[Task goal] Leave out the pictures and reproduce all of the data exactly.

Entries taken from a collection
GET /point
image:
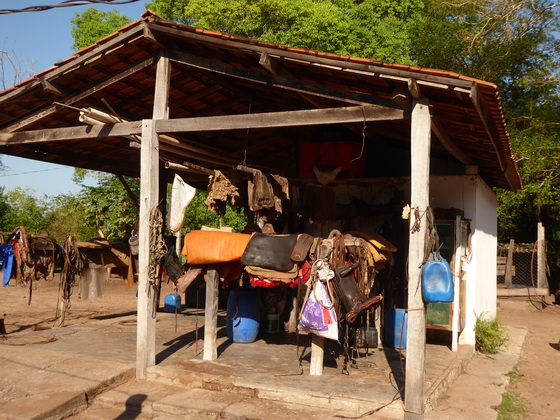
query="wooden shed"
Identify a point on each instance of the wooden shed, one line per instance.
(174, 98)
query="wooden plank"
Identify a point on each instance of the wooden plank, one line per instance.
(509, 264)
(449, 145)
(541, 257)
(279, 119)
(211, 315)
(458, 252)
(71, 133)
(89, 58)
(149, 184)
(148, 296)
(81, 95)
(317, 354)
(315, 60)
(416, 334)
(280, 82)
(488, 121)
(227, 122)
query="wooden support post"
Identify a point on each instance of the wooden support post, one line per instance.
(211, 314)
(416, 335)
(456, 307)
(509, 264)
(146, 325)
(542, 281)
(149, 193)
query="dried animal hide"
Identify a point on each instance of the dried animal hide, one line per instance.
(223, 188)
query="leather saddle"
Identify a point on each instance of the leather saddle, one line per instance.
(270, 251)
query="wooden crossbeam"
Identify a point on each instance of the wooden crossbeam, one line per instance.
(203, 124)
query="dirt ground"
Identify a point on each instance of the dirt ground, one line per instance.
(539, 365)
(539, 383)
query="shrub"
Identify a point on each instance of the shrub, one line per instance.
(490, 335)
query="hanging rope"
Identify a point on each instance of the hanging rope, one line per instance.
(73, 266)
(157, 250)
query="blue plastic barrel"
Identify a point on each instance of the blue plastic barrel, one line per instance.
(437, 280)
(396, 327)
(243, 316)
(172, 303)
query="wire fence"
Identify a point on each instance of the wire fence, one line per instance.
(524, 264)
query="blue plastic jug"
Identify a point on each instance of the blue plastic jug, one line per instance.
(437, 280)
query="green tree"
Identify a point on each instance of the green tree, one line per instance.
(66, 216)
(24, 209)
(93, 24)
(107, 208)
(4, 210)
(367, 28)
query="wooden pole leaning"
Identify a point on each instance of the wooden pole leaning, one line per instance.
(416, 334)
(149, 194)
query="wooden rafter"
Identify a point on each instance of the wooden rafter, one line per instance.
(279, 82)
(202, 124)
(79, 96)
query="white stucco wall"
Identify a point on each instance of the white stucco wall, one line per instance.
(472, 195)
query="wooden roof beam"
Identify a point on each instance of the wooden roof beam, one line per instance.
(280, 82)
(508, 170)
(280, 119)
(45, 112)
(368, 69)
(204, 124)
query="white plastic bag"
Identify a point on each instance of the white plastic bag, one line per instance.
(181, 196)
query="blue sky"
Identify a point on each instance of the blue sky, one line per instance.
(38, 40)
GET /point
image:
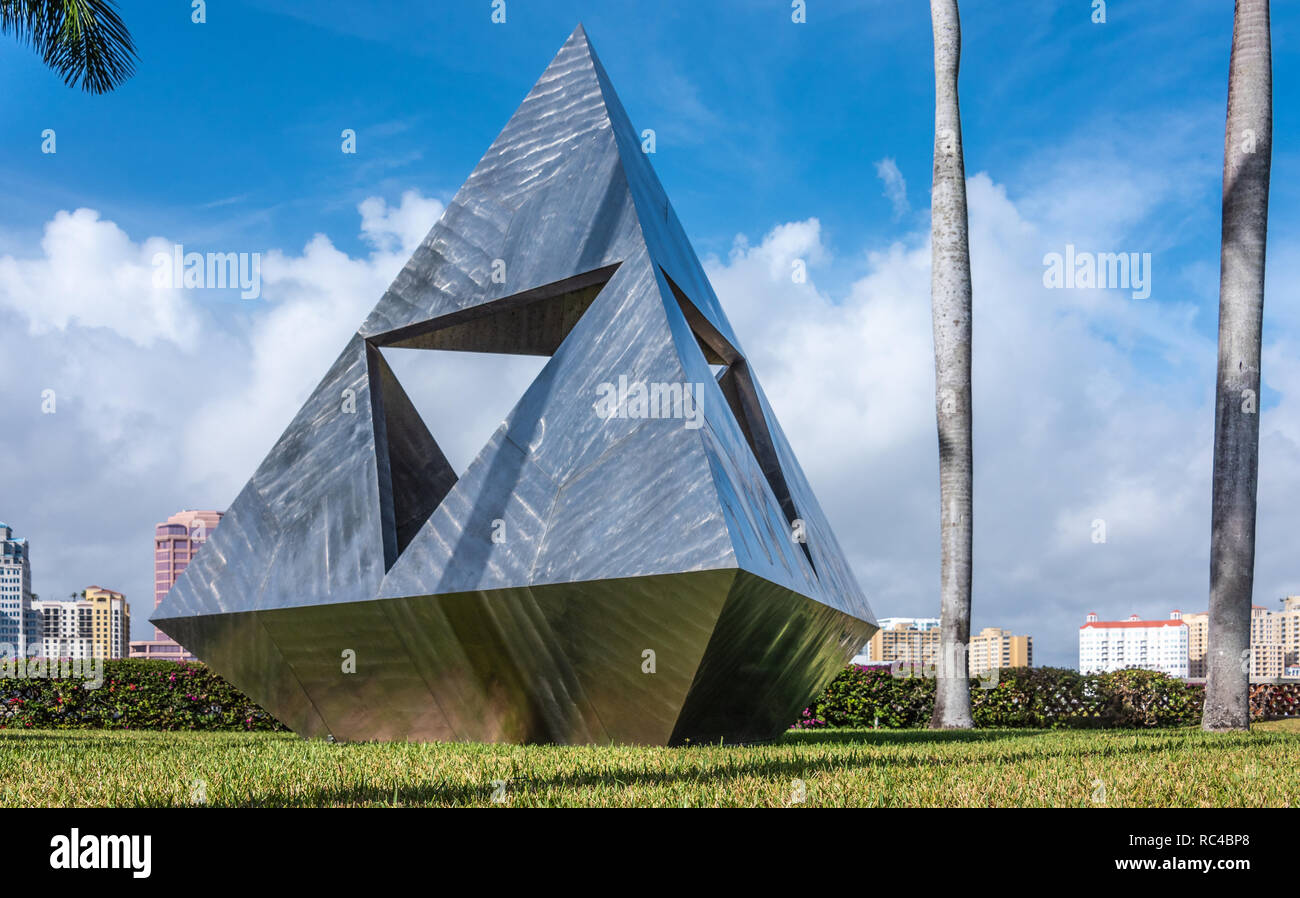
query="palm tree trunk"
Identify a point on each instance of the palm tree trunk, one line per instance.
(1247, 155)
(950, 306)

[Solution]
GET /point
image:
query="wooden shed"
Identify a point on each instance of the wooden shed, one line per instance.
(174, 98)
query="wooden plank"
Identify a point on each instance of the wooden plank, one line per instance.
(509, 264)
(449, 145)
(541, 257)
(279, 119)
(211, 315)
(458, 252)
(71, 133)
(89, 58)
(149, 184)
(148, 296)
(81, 95)
(317, 354)
(315, 60)
(416, 334)
(280, 82)
(488, 121)
(227, 122)
query="wooden support post"
Identify a point on each instance of the wooden support post, one line per instance.
(211, 314)
(416, 335)
(456, 307)
(509, 264)
(146, 325)
(542, 281)
(149, 193)
query="dried animal hide"
Identify a point on each instance of the dried animal hide, one line per instance.
(223, 188)
query="leather saddle"
Identify a point on each instance of the leather saddle, one line per instance.
(270, 251)
query="wooden crossbeam"
Identify a point on each instance of the wooden crossbeam, one line per instance.
(203, 124)
query="dirt ground"
Identify a point on each instance of the dirt ground, one line per instance.
(539, 365)
(539, 383)
query="shrub"
Identify a point on each instance of the shrub, one line per instance.
(490, 335)
query="hanging rope"
Identify a point on each instance of the hanging rope, one line per instance.
(73, 266)
(157, 250)
query="blue plastic barrel"
Identify a point on each instance of the blue plastic barrel, one line per instance.
(437, 280)
(396, 327)
(243, 316)
(172, 303)
query="wire fence"
Identify a point on each instance of the wire fence, one line per instance.
(524, 264)
query="blue plastic jug"
Identify a point on each instance of the blue plastic jug, one line per instance.
(437, 280)
query="green tree"
Identify a point on each instance of the green tree, one line per instance.
(66, 216)
(24, 209)
(93, 24)
(107, 208)
(4, 210)
(367, 28)
query="wooden pole leaning"
Identify a point on each instance of the wooden pole leaning, one line per instance.
(416, 334)
(149, 194)
query="wooden rafter"
Identify a point on each instance of the wooden rafter, one line per instance.
(279, 82)
(202, 124)
(79, 96)
query="white stucco wall"
Identify a point on each instance of the white stucco wall, one line per instance.
(472, 195)
query="wooden roof beam"
Identify a point on each instance of the wooden roof beam, one line per instance.
(280, 82)
(508, 170)
(280, 119)
(45, 112)
(368, 69)
(204, 124)
query="white plastic bag"
Identify a point on each instance of the white plastic bag, one line per instance.
(181, 196)
query="blue sky"
Identify a point on each instance of the blue sky, one line per instance.
(38, 40)
GET /point
image:
query="palm tree trunk"
Identify a point on each instance of the palm tree trunk, one line per instance.
(1247, 155)
(950, 306)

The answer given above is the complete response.